>> start Data lines
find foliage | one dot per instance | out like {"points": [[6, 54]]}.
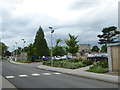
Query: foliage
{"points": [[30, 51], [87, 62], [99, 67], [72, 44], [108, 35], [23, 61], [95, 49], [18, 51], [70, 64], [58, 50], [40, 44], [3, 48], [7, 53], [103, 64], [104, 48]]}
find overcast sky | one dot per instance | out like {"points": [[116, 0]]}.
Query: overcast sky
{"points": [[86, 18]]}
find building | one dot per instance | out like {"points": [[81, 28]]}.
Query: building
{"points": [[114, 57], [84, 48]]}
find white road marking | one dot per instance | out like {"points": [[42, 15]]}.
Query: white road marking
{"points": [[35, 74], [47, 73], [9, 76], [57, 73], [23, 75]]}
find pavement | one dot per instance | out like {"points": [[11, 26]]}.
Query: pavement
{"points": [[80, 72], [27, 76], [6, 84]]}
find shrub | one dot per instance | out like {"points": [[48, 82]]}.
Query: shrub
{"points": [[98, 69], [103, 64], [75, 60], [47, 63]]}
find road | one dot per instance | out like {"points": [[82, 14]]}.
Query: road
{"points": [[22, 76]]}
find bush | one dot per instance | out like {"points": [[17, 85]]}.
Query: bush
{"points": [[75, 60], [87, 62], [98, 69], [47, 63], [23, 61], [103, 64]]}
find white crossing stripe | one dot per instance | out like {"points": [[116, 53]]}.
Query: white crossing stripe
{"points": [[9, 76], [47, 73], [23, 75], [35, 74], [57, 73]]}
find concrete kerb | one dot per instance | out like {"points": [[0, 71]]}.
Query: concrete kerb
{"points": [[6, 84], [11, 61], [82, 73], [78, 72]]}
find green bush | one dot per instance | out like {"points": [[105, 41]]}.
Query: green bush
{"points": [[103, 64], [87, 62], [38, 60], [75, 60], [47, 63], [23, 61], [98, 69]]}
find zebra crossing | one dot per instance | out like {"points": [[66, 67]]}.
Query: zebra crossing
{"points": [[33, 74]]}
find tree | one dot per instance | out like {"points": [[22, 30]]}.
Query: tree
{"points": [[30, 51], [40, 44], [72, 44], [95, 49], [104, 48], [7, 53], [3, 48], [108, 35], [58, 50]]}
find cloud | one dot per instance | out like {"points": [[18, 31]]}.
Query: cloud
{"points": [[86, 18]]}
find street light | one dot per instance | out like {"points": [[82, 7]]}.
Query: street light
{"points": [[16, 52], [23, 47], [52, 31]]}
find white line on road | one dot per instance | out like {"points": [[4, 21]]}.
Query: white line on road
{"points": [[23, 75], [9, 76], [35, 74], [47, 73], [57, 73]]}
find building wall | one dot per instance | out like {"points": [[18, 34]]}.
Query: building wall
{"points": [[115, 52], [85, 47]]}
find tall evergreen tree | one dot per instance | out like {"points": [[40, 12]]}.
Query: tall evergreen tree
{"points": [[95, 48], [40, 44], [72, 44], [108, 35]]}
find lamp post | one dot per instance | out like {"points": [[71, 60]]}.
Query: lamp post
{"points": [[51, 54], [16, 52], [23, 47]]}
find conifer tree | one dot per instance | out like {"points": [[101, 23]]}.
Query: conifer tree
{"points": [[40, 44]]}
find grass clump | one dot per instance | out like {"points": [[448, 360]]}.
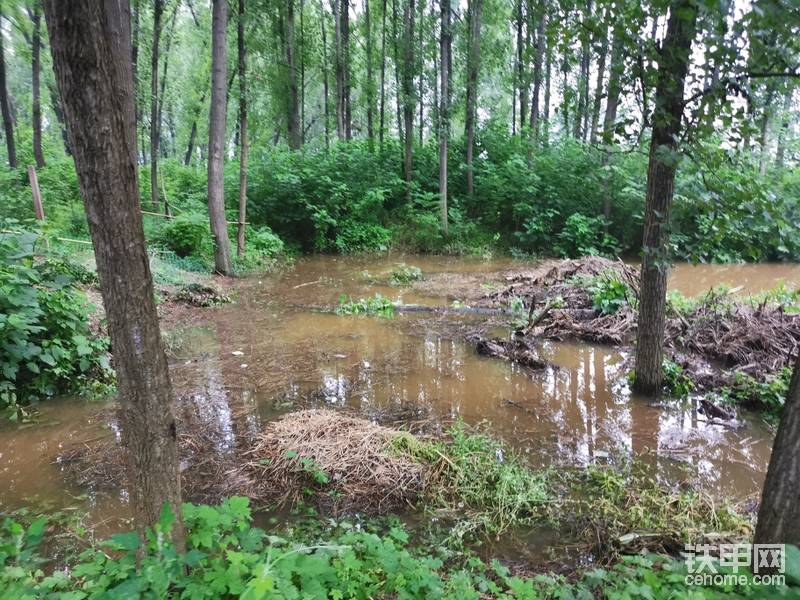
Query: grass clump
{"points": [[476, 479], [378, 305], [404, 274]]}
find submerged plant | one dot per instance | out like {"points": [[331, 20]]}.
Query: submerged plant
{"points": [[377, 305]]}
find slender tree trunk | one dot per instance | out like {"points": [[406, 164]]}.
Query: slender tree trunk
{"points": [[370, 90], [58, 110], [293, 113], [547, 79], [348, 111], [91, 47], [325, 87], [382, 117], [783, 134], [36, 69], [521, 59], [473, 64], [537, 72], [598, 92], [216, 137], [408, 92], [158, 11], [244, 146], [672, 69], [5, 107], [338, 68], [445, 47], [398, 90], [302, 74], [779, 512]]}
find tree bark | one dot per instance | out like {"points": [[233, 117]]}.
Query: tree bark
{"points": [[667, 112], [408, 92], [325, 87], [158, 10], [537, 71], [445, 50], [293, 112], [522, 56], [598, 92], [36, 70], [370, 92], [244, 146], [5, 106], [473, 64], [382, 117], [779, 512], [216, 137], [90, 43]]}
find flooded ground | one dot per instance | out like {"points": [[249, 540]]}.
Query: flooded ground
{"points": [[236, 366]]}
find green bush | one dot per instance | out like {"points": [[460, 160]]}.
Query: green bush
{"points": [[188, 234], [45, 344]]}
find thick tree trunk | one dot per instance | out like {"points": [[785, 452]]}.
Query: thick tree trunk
>> end Data lines
What is being asked
Transcribe the lines of the data verbatim, starting at the line that contains "find thick tree" and ending at the last line of the data.

Response
find thick tree trunk | one dot per instance | out like {"points": [[785, 452]]}.
Query: thick tree trunk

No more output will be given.